Available data START

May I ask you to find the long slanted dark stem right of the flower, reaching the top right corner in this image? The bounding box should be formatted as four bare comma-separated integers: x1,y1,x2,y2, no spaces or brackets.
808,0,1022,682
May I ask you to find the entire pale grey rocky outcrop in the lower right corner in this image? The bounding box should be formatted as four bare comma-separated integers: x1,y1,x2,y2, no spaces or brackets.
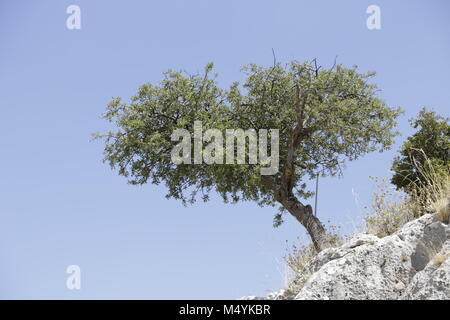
243,214,450,300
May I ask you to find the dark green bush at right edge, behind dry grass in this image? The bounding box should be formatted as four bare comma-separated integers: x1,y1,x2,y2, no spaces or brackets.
391,108,450,193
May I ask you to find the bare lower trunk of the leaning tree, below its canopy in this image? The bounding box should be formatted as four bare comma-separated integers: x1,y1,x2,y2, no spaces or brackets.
279,195,330,252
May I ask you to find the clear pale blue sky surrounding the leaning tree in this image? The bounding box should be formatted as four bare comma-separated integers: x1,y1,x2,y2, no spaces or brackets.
0,0,450,299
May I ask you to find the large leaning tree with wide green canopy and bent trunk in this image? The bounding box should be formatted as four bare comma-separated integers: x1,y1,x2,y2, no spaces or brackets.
98,60,400,251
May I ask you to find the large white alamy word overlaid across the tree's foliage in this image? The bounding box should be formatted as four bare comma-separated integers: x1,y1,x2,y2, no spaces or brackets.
171,121,279,175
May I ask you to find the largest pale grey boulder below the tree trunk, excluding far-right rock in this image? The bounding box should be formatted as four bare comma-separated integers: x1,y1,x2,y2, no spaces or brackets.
296,215,450,300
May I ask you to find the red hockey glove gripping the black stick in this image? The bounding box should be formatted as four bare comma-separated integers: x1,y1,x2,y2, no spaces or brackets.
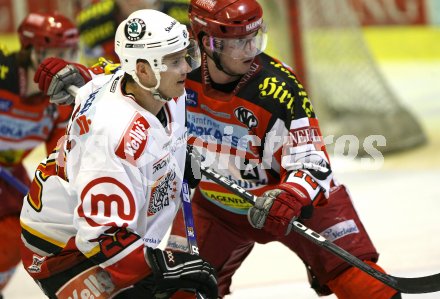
248,183,312,237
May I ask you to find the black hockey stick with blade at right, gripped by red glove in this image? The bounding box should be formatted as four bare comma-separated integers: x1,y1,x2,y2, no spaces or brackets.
201,164,440,294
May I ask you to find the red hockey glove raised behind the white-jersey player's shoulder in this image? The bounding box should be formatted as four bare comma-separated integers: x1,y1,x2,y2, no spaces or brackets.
34,57,92,105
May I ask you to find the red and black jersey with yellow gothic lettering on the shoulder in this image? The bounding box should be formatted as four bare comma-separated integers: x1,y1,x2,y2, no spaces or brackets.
186,53,332,214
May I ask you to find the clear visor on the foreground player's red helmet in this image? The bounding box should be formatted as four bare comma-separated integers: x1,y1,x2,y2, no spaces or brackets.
209,24,267,59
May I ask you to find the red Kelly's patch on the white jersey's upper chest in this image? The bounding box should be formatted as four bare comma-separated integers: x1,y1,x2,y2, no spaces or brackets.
115,113,150,164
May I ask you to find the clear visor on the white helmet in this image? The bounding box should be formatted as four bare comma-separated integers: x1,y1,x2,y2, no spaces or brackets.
161,39,201,72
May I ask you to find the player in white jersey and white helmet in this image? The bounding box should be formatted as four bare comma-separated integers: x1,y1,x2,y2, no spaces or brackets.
21,10,217,298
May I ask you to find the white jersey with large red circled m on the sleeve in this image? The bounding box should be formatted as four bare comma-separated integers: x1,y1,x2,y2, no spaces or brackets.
21,71,187,284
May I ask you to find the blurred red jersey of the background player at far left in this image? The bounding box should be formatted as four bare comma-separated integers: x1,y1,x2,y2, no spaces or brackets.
0,51,72,167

Available data END

Problem —
Every line above goes into the copy unchanged; the pictures do not.

Exercise result —
May I ask you to find the long slanted dark stem right of the flower, reaching the top right corner in this image? The bounding box should be formatted as four bare comma-separated integers: x1,y1,x2,y2, no spaces or brackets.
808,0,1022,682
May I ask you to find the entire pale grey rocky outcrop in the lower right corner in this image? The bounding box should be formatted as four bare comma-separated integers: x1,y1,x2,y2, no spaces or brackets.
243,214,450,300
May I ask you to find the dark green bush at right edge, behind dry grass in this image? The bounding box should be formatted as four bare comma-separated integers: x1,y1,x2,y2, no spaces or brackets.
391,108,450,193
May I ask you to find the bare lower trunk of the leaning tree, below its canopy in this image? The bounding box should be formatted as four bare comma-separated integers: x1,y1,x2,y2, no spaces or brackets.
279,195,330,252
May I ask you to find the clear pale blue sky surrounding the leaning tree in this image? The bounding box should be formatted as four bare comma-separated integers: x1,y1,x2,y2, no spaces or brackets.
0,0,450,299
May I ask you to find the large leaning tree with wide green canopy and bent trunk in this image? The bounding box should be formatted as four bare comma-separated integers: x1,y1,x2,y2, no spaces or brackets.
98,60,400,251
May I ask you to find the large white alamy word overlaid across the tree's foliage in this image? The bounding box should be formatted as four bare comma-separated integers: x1,y1,x2,y2, no spaces or brackets.
171,121,279,175
May I ask you to find the largest pale grey boulder below the tree trunk, excluding far-right rock in this image? The bounding box should be formatted as four bare comma-separated integers: x1,y1,x2,y2, no spaces or brackets.
296,215,450,300
May I ask you to find the red hockey glove gripping the black stick in this image? The bounding box should be formatted as four bare comma-separated integers: x1,y1,x2,y2, no spaces or brackets.
248,183,312,237
May I ask you to find the black hockey stick with blade at right, gripped by red glove in this image? The bounding box should be formatted as four bare comma-separated integers: x1,y1,x2,y2, no spaces or brackets.
201,164,440,294
May I ask you to find the red hockey glove raised behind the white-jersey player's shoulder in this image? The bounding box should be formatted as four bare comma-separated integers: x1,y1,x2,y2, no spaces or brackets.
34,57,92,105
May I ask you to find the red and black jersey with yellow gothic lettering on the shoulder in this image? The bounding box should be formatted as four bare comma-separated integers: x1,y1,x2,y2, no spaces or brackets.
186,53,332,214
May I ask you to find the clear visor on the foreground player's red helmet in this image? The bounding box should be formatted as four bare comma-separated integers: x1,y1,x2,y2, no spaces or brackets.
209,24,267,59
May I ask you to find the red Kelly's patch on the white jersey's upper chest in this image? The bounding box should be formatted as four bare comma-separated integers: x1,y1,x2,y2, no spaces or brackets.
115,113,150,164
May I ask you to find the clear visor on the white helmet in this image? The bounding box should be formatted as four bare comma-separated integers: x1,y1,x2,y2, no spaces or brackets.
161,39,201,72
May I ask you to find the player in white jersey and white helmet in this image? The bounding box should be formatted as four bare comma-separated integers: x1,y1,x2,y2, no spaces or brackets.
21,10,217,298
May I ask you to find the white jersey with large red circled m on the sleeve in this image? The bounding box should be formatted as four bare comma-separated integers: x1,y1,x2,y2, no spaces or brackets.
21,71,187,284
May I ask you to find the blurred red jersey of the background player at far left in this image? The bounding box should be formatted as four bare comma-separated integers: x1,y1,x2,y2, no spaces or brackets.
0,51,72,167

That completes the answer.